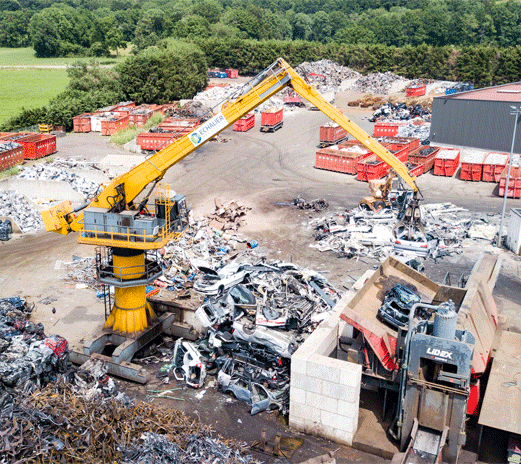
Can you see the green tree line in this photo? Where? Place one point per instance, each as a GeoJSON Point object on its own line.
{"type": "Point", "coordinates": [168, 72]}
{"type": "Point", "coordinates": [99, 27]}
{"type": "Point", "coordinates": [481, 65]}
{"type": "Point", "coordinates": [173, 70]}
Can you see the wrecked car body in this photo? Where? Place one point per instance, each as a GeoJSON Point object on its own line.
{"type": "Point", "coordinates": [188, 364]}
{"type": "Point", "coordinates": [256, 395]}
{"type": "Point", "coordinates": [215, 282]}
{"type": "Point", "coordinates": [284, 344]}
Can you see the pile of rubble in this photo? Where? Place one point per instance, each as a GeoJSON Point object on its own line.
{"type": "Point", "coordinates": [326, 74]}
{"type": "Point", "coordinates": [193, 109]}
{"type": "Point", "coordinates": [358, 233]}
{"type": "Point", "coordinates": [218, 93]}
{"type": "Point", "coordinates": [55, 171]}
{"type": "Point", "coordinates": [381, 83]}
{"type": "Point", "coordinates": [420, 131]}
{"type": "Point", "coordinates": [390, 112]}
{"type": "Point", "coordinates": [254, 313]}
{"type": "Point", "coordinates": [76, 163]}
{"type": "Point", "coordinates": [51, 411]}
{"type": "Point", "coordinates": [23, 213]}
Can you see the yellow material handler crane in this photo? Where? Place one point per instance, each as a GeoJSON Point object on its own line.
{"type": "Point", "coordinates": [121, 222]}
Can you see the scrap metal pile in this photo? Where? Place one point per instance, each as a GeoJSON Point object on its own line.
{"type": "Point", "coordinates": [390, 112]}
{"type": "Point", "coordinates": [51, 412]}
{"type": "Point", "coordinates": [255, 313]}
{"type": "Point", "coordinates": [326, 74]}
{"type": "Point", "coordinates": [193, 109]}
{"type": "Point", "coordinates": [357, 233]}
{"type": "Point", "coordinates": [57, 425]}
{"type": "Point", "coordinates": [381, 83]}
{"type": "Point", "coordinates": [55, 171]}
{"type": "Point", "coordinates": [28, 358]}
{"type": "Point", "coordinates": [23, 213]}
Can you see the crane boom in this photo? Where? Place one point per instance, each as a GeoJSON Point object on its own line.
{"type": "Point", "coordinates": [125, 188]}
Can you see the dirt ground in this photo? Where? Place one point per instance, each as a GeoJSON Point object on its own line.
{"type": "Point", "coordinates": [265, 171]}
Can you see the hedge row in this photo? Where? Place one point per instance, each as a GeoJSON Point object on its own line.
{"type": "Point", "coordinates": [477, 64]}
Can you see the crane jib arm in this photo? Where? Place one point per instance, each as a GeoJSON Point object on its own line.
{"type": "Point", "coordinates": [62, 219]}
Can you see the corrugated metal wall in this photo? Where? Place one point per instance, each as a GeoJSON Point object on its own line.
{"type": "Point", "coordinates": [473, 123]}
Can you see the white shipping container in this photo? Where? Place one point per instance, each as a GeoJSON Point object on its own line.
{"type": "Point", "coordinates": [514, 231]}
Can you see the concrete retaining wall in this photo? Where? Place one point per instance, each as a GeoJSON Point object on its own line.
{"type": "Point", "coordinates": [325, 391]}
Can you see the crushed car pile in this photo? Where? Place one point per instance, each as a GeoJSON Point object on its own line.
{"type": "Point", "coordinates": [359, 233]}
{"type": "Point", "coordinates": [256, 315]}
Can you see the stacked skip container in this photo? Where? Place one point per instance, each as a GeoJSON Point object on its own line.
{"type": "Point", "coordinates": [16, 147]}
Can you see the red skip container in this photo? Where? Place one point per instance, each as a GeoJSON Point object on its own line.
{"type": "Point", "coordinates": [424, 155]}
{"type": "Point", "coordinates": [340, 159]}
{"type": "Point", "coordinates": [81, 123]}
{"type": "Point", "coordinates": [271, 117]}
{"type": "Point", "coordinates": [37, 146]}
{"type": "Point", "coordinates": [446, 162]}
{"type": "Point", "coordinates": [387, 128]}
{"type": "Point", "coordinates": [155, 140]}
{"type": "Point", "coordinates": [11, 157]}
{"type": "Point", "coordinates": [245, 123]}
{"type": "Point", "coordinates": [332, 133]}
{"type": "Point", "coordinates": [514, 185]}
{"type": "Point", "coordinates": [472, 166]}
{"type": "Point", "coordinates": [493, 166]}
{"type": "Point", "coordinates": [111, 125]}
{"type": "Point", "coordinates": [232, 73]}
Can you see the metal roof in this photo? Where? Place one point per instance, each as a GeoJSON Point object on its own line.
{"type": "Point", "coordinates": [505, 93]}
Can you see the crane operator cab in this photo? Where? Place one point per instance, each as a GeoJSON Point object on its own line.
{"type": "Point", "coordinates": [170, 215]}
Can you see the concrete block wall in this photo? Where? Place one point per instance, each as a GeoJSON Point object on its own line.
{"type": "Point", "coordinates": [324, 391]}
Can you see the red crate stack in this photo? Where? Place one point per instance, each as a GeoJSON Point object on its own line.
{"type": "Point", "coordinates": [387, 128]}
{"type": "Point", "coordinates": [111, 125]}
{"type": "Point", "coordinates": [140, 116]}
{"type": "Point", "coordinates": [424, 155]}
{"type": "Point", "coordinates": [232, 73]}
{"type": "Point", "coordinates": [415, 169]}
{"type": "Point", "coordinates": [81, 123]}
{"type": "Point", "coordinates": [10, 157]}
{"type": "Point", "coordinates": [472, 166]}
{"type": "Point", "coordinates": [245, 123]}
{"type": "Point", "coordinates": [37, 145]}
{"type": "Point", "coordinates": [155, 140]}
{"type": "Point", "coordinates": [493, 166]}
{"type": "Point", "coordinates": [416, 91]}
{"type": "Point", "coordinates": [446, 162]}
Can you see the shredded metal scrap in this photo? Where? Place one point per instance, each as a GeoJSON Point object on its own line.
{"type": "Point", "coordinates": [24, 214]}
{"type": "Point", "coordinates": [56, 425]}
{"type": "Point", "coordinates": [57, 171]}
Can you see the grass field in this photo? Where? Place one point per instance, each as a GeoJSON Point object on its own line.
{"type": "Point", "coordinates": [26, 57]}
{"type": "Point", "coordinates": [28, 88]}
{"type": "Point", "coordinates": [33, 87]}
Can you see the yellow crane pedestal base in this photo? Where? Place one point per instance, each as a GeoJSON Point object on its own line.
{"type": "Point", "coordinates": [132, 323]}
{"type": "Point", "coordinates": [131, 314]}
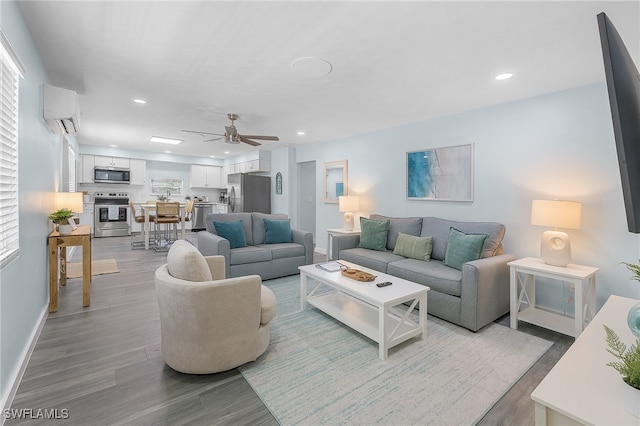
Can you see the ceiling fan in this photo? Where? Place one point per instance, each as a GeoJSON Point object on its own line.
{"type": "Point", "coordinates": [231, 134]}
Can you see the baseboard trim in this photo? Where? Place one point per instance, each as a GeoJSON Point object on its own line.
{"type": "Point", "coordinates": [18, 372]}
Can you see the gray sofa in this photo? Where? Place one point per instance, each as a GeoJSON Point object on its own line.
{"type": "Point", "coordinates": [257, 258]}
{"type": "Point", "coordinates": [471, 297]}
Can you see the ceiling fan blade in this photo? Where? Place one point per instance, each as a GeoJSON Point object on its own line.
{"type": "Point", "coordinates": [248, 141]}
{"type": "Point", "coordinates": [202, 133]}
{"type": "Point", "coordinates": [265, 138]}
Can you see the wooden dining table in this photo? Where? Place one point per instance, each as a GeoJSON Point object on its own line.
{"type": "Point", "coordinates": [148, 208]}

----------------

- Stated problem
Give every line above again exactly, with no pictures.

- Problem solution
Can you see the green tree line in this photo? Where? Place one point per instance, each as a GeoJSON Point object on its own line.
{"type": "Point", "coordinates": [168, 72]}
{"type": "Point", "coordinates": [99, 27]}
{"type": "Point", "coordinates": [481, 65]}
{"type": "Point", "coordinates": [173, 70]}
Can you see the wrecked car body in this photo? Where? Place one point per instance, each as a GeoJSON Point object on its own line.
{"type": "Point", "coordinates": [188, 364]}
{"type": "Point", "coordinates": [256, 395]}
{"type": "Point", "coordinates": [215, 282]}
{"type": "Point", "coordinates": [284, 344]}
Can you see the pile of rubble in this photo? Where? Place one point per instance, each as a GeoJSON Point object on its own line.
{"type": "Point", "coordinates": [326, 74]}
{"type": "Point", "coordinates": [193, 109]}
{"type": "Point", "coordinates": [358, 233]}
{"type": "Point", "coordinates": [218, 93]}
{"type": "Point", "coordinates": [55, 171]}
{"type": "Point", "coordinates": [381, 83]}
{"type": "Point", "coordinates": [420, 131]}
{"type": "Point", "coordinates": [390, 112]}
{"type": "Point", "coordinates": [254, 313]}
{"type": "Point", "coordinates": [76, 163]}
{"type": "Point", "coordinates": [51, 411]}
{"type": "Point", "coordinates": [23, 213]}
Can you see the yellow material handler crane in this photo? Where? Place one point per instance, each as a GeoJSON Point object on its own line.
{"type": "Point", "coordinates": [121, 222]}
Can you see the scrap metal pile in this photo? Where? Place one point per instance, each as a GeoJSON Point object on its own line.
{"type": "Point", "coordinates": [390, 112]}
{"type": "Point", "coordinates": [51, 412]}
{"type": "Point", "coordinates": [255, 313]}
{"type": "Point", "coordinates": [326, 74]}
{"type": "Point", "coordinates": [193, 109]}
{"type": "Point", "coordinates": [357, 233]}
{"type": "Point", "coordinates": [57, 425]}
{"type": "Point", "coordinates": [381, 83]}
{"type": "Point", "coordinates": [55, 171]}
{"type": "Point", "coordinates": [28, 358]}
{"type": "Point", "coordinates": [23, 213]}
Can you see the crane boom in this photo? Where? Place one point per instance, each as a GeoJSON Point object on its own line.
{"type": "Point", "coordinates": [125, 188]}
Can you see the dirt ground in this photo? Where? Place one point per instance, each as a GeoJSON Point object on its own line.
{"type": "Point", "coordinates": [265, 171]}
Can you see the hedge row in this photo? Where? Place one point per instance, each as a GeoJSON Point object on its own line.
{"type": "Point", "coordinates": [477, 64]}
Can you see the crane jib arm in this photo? Where? Place one point per instance, each as a GeoJSON Point object on its own line.
{"type": "Point", "coordinates": [62, 219]}
Can you see the corrugated metal wall in this photo? Where? Place one point per instance, each as a GeoJSON Point object on its own line.
{"type": "Point", "coordinates": [473, 123]}
Can you see the white shipping container in this photo? Where? Place one point per instance, each as a GeoJSON Point object on its own line.
{"type": "Point", "coordinates": [514, 231]}
Can you see the concrete retaining wall in this photo? Where? Place one point per instance, each as a GeoJSON Point object on its own line.
{"type": "Point", "coordinates": [325, 391]}
Can you see the crushed car pile in this photo? Where? Place one point per instance, each as a GeoJSON Point object on its own line.
{"type": "Point", "coordinates": [359, 233]}
{"type": "Point", "coordinates": [256, 315]}
Can you see the stacked skip container in this photo? Where? Place one point per instance, each as a GeoJSON Point object on its own line.
{"type": "Point", "coordinates": [16, 147]}
Can you see the red skip container in this photo? Where? Place one point per instance, each as a GeoJSON Point object on its own line.
{"type": "Point", "coordinates": [424, 155]}
{"type": "Point", "coordinates": [340, 159]}
{"type": "Point", "coordinates": [81, 123]}
{"type": "Point", "coordinates": [271, 117]}
{"type": "Point", "coordinates": [37, 146]}
{"type": "Point", "coordinates": [446, 162]}
{"type": "Point", "coordinates": [387, 128]}
{"type": "Point", "coordinates": [155, 140]}
{"type": "Point", "coordinates": [11, 157]}
{"type": "Point", "coordinates": [245, 123]}
{"type": "Point", "coordinates": [332, 133]}
{"type": "Point", "coordinates": [514, 185]}
{"type": "Point", "coordinates": [472, 166]}
{"type": "Point", "coordinates": [493, 166]}
{"type": "Point", "coordinates": [111, 125]}
{"type": "Point", "coordinates": [232, 73]}
Can you see the metal roof in this photo? Where? Place one point per instance, each as a GeoJSON Point object on its own line.
{"type": "Point", "coordinates": [505, 93]}
Can you see the crane operator cab in this photo? Where? Place one point per instance, each as a GeoJSON Point object on its own line.
{"type": "Point", "coordinates": [170, 215]}
Can you see the concrete block wall in this photo? Where? Place one point per instance, each as a GeoJSON Point object on its own line.
{"type": "Point", "coordinates": [324, 391]}
Can you see the red crate stack in this photo? Where? Place one point per instance, each as a GeoJSON Point object on its own line.
{"type": "Point", "coordinates": [387, 128]}
{"type": "Point", "coordinates": [111, 125]}
{"type": "Point", "coordinates": [140, 116]}
{"type": "Point", "coordinates": [424, 155]}
{"type": "Point", "coordinates": [232, 73]}
{"type": "Point", "coordinates": [415, 169]}
{"type": "Point", "coordinates": [81, 123]}
{"type": "Point", "coordinates": [10, 157]}
{"type": "Point", "coordinates": [472, 166]}
{"type": "Point", "coordinates": [245, 123]}
{"type": "Point", "coordinates": [37, 145]}
{"type": "Point", "coordinates": [155, 140]}
{"type": "Point", "coordinates": [493, 166]}
{"type": "Point", "coordinates": [416, 91]}
{"type": "Point", "coordinates": [446, 162]}
Can you see the shredded metal scrap in this photo? Where? Place one point per instance, each as a GeoJSON Point object on its own line.
{"type": "Point", "coordinates": [24, 214]}
{"type": "Point", "coordinates": [56, 425]}
{"type": "Point", "coordinates": [57, 171]}
Can you see the grass field in this photo? Where? Place one point per instance, each as a GeoJSON Point object on its own line.
{"type": "Point", "coordinates": [26, 57]}
{"type": "Point", "coordinates": [28, 88]}
{"type": "Point", "coordinates": [33, 87]}
Can you see the yellow crane pedestal base in this photo? Where? Place one point per instance, each as a GeoJSON Point object on its own line.
{"type": "Point", "coordinates": [132, 323]}
{"type": "Point", "coordinates": [131, 314]}
Can you see the ceiling fan in this photo? Where? Place one point per instance, each as a GeoJSON Point object on its own line.
{"type": "Point", "coordinates": [231, 134]}
Can you see the baseboard trim in this photo? Where? Place one point per instance, each as a GeoJSON Point object on its own line.
{"type": "Point", "coordinates": [18, 372]}
Can you see the gray sofa in this photo? Where? Place one point per instance, each as a GeoJSON Point object on its own line.
{"type": "Point", "coordinates": [257, 258]}
{"type": "Point", "coordinates": [471, 297]}
Can you see the ceiling fan blade in this photo? Where? Place one point per instance, each as a GeoJSON Point object on its own line.
{"type": "Point", "coordinates": [248, 141]}
{"type": "Point", "coordinates": [202, 133]}
{"type": "Point", "coordinates": [265, 138]}
Can you see the wooden dining table in this photo? Where? Place one point per instance, each as a GeoJSON Point object on its own line.
{"type": "Point", "coordinates": [148, 208]}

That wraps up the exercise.